(Stored entries)

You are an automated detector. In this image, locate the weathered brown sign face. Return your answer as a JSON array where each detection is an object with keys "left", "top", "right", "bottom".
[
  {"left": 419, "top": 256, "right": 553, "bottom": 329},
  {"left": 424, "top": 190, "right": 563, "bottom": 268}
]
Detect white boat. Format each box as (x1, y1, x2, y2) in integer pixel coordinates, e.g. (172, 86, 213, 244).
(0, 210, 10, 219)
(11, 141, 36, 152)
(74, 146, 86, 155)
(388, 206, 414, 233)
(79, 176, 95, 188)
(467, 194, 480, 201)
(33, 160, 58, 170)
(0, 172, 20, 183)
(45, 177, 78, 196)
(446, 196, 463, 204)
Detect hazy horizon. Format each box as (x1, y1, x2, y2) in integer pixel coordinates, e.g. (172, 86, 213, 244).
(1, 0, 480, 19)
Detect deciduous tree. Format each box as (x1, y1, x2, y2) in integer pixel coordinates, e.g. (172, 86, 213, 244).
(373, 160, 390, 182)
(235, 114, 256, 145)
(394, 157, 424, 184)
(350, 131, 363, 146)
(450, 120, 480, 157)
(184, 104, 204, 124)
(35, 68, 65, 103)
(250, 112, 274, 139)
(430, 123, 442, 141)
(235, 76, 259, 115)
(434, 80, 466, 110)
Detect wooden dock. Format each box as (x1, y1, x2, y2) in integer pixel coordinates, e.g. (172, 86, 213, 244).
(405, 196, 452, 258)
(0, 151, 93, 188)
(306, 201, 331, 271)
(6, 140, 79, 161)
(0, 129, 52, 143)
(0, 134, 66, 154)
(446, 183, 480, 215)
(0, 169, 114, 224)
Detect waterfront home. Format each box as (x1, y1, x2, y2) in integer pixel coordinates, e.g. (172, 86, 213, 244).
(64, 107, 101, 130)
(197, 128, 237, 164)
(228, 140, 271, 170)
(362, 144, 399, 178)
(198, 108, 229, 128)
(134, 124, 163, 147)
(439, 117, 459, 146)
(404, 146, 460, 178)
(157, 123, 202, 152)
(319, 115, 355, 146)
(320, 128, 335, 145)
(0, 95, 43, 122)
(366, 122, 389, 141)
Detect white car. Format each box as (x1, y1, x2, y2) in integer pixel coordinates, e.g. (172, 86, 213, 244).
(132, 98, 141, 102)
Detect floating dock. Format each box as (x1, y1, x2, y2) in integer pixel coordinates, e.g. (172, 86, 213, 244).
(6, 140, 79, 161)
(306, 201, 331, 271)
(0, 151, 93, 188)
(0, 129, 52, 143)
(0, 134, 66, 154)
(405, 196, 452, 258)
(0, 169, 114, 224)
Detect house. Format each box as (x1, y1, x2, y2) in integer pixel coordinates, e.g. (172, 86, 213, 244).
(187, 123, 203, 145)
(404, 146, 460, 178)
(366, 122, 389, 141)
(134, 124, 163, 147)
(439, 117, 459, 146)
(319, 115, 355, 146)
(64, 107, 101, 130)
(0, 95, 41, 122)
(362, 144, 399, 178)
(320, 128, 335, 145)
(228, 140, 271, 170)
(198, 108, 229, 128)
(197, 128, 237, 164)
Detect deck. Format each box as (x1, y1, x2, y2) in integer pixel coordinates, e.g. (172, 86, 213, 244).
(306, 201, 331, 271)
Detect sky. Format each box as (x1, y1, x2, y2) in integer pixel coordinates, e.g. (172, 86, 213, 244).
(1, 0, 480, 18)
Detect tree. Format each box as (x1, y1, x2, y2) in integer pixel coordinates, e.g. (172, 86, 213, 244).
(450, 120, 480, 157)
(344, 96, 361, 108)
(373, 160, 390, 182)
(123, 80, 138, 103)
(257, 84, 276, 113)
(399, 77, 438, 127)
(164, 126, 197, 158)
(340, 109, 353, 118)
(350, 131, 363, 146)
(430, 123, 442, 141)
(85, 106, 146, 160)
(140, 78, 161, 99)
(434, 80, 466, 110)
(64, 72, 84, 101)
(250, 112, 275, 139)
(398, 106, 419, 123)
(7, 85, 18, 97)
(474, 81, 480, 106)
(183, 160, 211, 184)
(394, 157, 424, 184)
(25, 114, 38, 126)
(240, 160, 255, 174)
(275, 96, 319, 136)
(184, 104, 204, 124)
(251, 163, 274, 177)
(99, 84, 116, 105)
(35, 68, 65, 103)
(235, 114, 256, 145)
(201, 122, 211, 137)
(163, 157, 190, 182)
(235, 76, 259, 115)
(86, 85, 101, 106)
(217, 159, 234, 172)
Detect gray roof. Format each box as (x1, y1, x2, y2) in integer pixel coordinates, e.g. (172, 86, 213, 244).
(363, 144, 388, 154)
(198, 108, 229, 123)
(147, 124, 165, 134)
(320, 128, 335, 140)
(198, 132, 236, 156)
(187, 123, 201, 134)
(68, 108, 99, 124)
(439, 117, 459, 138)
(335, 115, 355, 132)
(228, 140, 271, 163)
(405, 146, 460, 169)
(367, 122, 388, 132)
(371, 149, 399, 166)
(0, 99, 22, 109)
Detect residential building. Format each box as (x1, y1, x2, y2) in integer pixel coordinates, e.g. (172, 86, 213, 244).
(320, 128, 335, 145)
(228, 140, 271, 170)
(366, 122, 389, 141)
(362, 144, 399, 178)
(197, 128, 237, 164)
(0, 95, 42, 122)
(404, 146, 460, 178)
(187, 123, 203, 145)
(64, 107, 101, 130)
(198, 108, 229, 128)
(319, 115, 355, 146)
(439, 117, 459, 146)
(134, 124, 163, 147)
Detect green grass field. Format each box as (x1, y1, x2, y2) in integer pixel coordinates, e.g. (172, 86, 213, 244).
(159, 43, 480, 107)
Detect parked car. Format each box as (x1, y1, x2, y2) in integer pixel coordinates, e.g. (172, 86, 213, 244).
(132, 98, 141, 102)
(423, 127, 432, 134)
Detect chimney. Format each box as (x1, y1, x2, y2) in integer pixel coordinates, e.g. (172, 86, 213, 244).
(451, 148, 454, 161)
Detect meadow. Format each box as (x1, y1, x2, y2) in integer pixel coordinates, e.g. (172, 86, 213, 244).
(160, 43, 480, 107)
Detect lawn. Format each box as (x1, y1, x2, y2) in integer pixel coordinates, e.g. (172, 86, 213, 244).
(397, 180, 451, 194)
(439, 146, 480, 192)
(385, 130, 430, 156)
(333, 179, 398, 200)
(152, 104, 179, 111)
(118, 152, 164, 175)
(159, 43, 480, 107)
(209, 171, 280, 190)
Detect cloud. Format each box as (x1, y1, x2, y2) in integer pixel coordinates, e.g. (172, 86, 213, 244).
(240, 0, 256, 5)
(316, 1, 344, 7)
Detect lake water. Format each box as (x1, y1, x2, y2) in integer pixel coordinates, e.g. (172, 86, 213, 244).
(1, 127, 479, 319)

#### DESCRIPTION OF THE TASK
The records above are to be duplicated word for word.

#### SOLVED PROBLEM
You are an automated detector. In this image, locate the weathered brown sign face. Return your answer as a JSON array where each detection is an object with keys "left", "top", "right", "bottom".
[
  {"left": 419, "top": 256, "right": 553, "bottom": 329},
  {"left": 424, "top": 190, "right": 563, "bottom": 268}
]
Detect white boat. Format each box as (x1, y1, x2, y2) in integer pixel coordinates, e.g. (172, 86, 213, 244).
(0, 210, 10, 219)
(11, 141, 36, 152)
(74, 146, 86, 155)
(388, 206, 414, 233)
(79, 176, 95, 188)
(467, 194, 480, 201)
(33, 160, 58, 170)
(0, 172, 20, 183)
(45, 177, 78, 196)
(446, 196, 463, 204)
Detect hazy horizon. Format each box as (x1, y1, x2, y2) in integer pixel coordinates, e.g. (172, 86, 213, 244).
(1, 0, 480, 19)
Detect deciduous tree. Format each box as (x1, y1, x2, y2) in integer pixel coordinates, e.g. (172, 86, 213, 244).
(373, 160, 390, 182)
(235, 114, 256, 145)
(394, 157, 424, 184)
(350, 131, 363, 146)
(450, 120, 480, 157)
(184, 104, 204, 124)
(35, 68, 65, 103)
(250, 112, 274, 139)
(430, 123, 442, 141)
(235, 76, 259, 115)
(434, 80, 466, 110)
Detect wooden dock. Format each box as (x1, y1, x2, y2) in integer pixel coordinates, e.g. (172, 86, 213, 244).
(405, 196, 452, 258)
(0, 151, 93, 188)
(306, 201, 331, 271)
(6, 140, 79, 161)
(0, 129, 52, 143)
(0, 134, 66, 154)
(446, 183, 480, 215)
(0, 169, 114, 224)
Detect waterfront home. Format each box as (x1, y1, x2, y2) in integer pixel coordinates, e.g. (172, 86, 213, 244).
(64, 107, 101, 130)
(197, 128, 237, 164)
(228, 140, 271, 170)
(362, 144, 399, 178)
(198, 108, 229, 128)
(134, 124, 163, 147)
(439, 117, 459, 146)
(404, 146, 460, 178)
(157, 123, 202, 152)
(319, 115, 355, 146)
(320, 128, 335, 145)
(0, 95, 43, 122)
(366, 122, 389, 141)
Detect white car. Format each box as (x1, y1, x2, y2) in integer pixel coordinates, e.g. (172, 86, 213, 244).
(132, 98, 141, 102)
Detect floating dock. Format each box as (x1, y1, x2, y2) in integer pixel coordinates, e.g. (172, 86, 213, 244).
(6, 140, 79, 161)
(306, 201, 331, 271)
(0, 151, 93, 188)
(0, 129, 52, 143)
(0, 134, 66, 154)
(405, 196, 452, 258)
(0, 169, 114, 224)
Detect house. Format each box as (x1, y1, x2, y2) in integer pixel coordinates, e.g. (172, 86, 213, 244).
(187, 123, 203, 145)
(404, 146, 460, 178)
(366, 122, 389, 141)
(134, 124, 163, 147)
(439, 117, 459, 146)
(319, 115, 355, 146)
(64, 107, 101, 130)
(0, 95, 41, 122)
(362, 144, 399, 178)
(320, 128, 335, 145)
(228, 140, 271, 170)
(198, 108, 229, 128)
(197, 128, 237, 164)
Detect deck. Format each box as (x1, y1, x2, y2) in integer pixel coordinates, e.g. (172, 86, 213, 244).
(306, 201, 331, 271)
Detect sky. Format each box as (x1, y1, x2, y2) in integer pixel coordinates, e.g. (172, 86, 213, 244).
(1, 0, 480, 18)
Detect tree. Format each box as (x1, y1, x2, y2) in integer pixel coordinates, e.g. (172, 86, 213, 244).
(450, 120, 480, 157)
(344, 96, 361, 108)
(373, 160, 390, 182)
(123, 80, 138, 103)
(257, 84, 276, 113)
(399, 77, 438, 127)
(164, 126, 197, 158)
(340, 109, 353, 118)
(350, 131, 363, 146)
(430, 123, 442, 141)
(85, 106, 146, 160)
(140, 78, 161, 99)
(434, 80, 466, 110)
(64, 72, 84, 101)
(250, 112, 275, 139)
(398, 106, 419, 123)
(7, 85, 18, 97)
(474, 81, 480, 106)
(183, 160, 211, 184)
(394, 157, 424, 184)
(25, 114, 38, 126)
(240, 160, 255, 174)
(275, 96, 319, 136)
(184, 104, 204, 124)
(251, 163, 274, 177)
(99, 84, 116, 105)
(35, 68, 65, 103)
(235, 114, 256, 145)
(201, 122, 211, 137)
(163, 157, 190, 182)
(235, 76, 259, 115)
(86, 85, 101, 106)
(217, 159, 234, 172)
Detect gray roof. Format each box as (x1, y1, x2, y2) in integer pixel coordinates, e.g. (172, 86, 213, 244).
(363, 144, 388, 154)
(198, 108, 229, 123)
(147, 124, 165, 134)
(320, 128, 335, 140)
(198, 132, 236, 156)
(187, 123, 201, 134)
(68, 108, 99, 124)
(439, 117, 459, 138)
(335, 115, 355, 132)
(228, 140, 271, 163)
(405, 146, 460, 169)
(367, 122, 388, 132)
(371, 149, 399, 166)
(0, 99, 22, 109)
Detect residential building. Format each box as (x1, y1, x2, y2) in integer pixel coordinates, e.g. (172, 86, 213, 244).
(320, 128, 335, 145)
(228, 140, 271, 170)
(366, 122, 389, 141)
(362, 144, 399, 178)
(197, 128, 237, 164)
(0, 95, 42, 122)
(404, 146, 460, 178)
(187, 123, 203, 145)
(64, 107, 101, 130)
(198, 108, 229, 128)
(319, 115, 355, 146)
(439, 117, 459, 146)
(134, 124, 163, 147)
Detect green grass field. Format each box as (x1, y1, x2, y2) in integer pixel coordinates, e.g. (172, 86, 213, 244).
(159, 43, 480, 107)
Detect parked car. Format each box as (x1, y1, x2, y2) in integer pixel coordinates, e.g. (172, 86, 213, 244).
(132, 98, 141, 102)
(423, 127, 432, 134)
Detect chimney. Format each box as (x1, y1, x2, y2) in integer pixel coordinates, e.g. (172, 86, 213, 244).
(451, 148, 454, 161)
Detect meadow. Format each box as (x1, y1, x2, y2) in integer pixel coordinates, e.g. (172, 86, 213, 244).
(160, 43, 480, 107)
Detect lawn. Format each box as (x1, y1, x2, y2) in integer pixel coordinates, e.g. (172, 86, 213, 244).
(397, 180, 451, 194)
(439, 146, 480, 192)
(385, 130, 430, 156)
(333, 179, 398, 200)
(152, 104, 179, 111)
(118, 152, 164, 175)
(159, 43, 480, 107)
(209, 171, 280, 190)
Detect cloud. Format each box as (x1, y1, x2, y2) in integer pixel coordinates, e.g. (172, 86, 213, 244).
(240, 0, 256, 5)
(316, 1, 344, 7)
Detect lake water. Format each box as (x1, y1, x2, y2) in integer pixel coordinates, e.g. (172, 86, 213, 244).
(1, 127, 479, 319)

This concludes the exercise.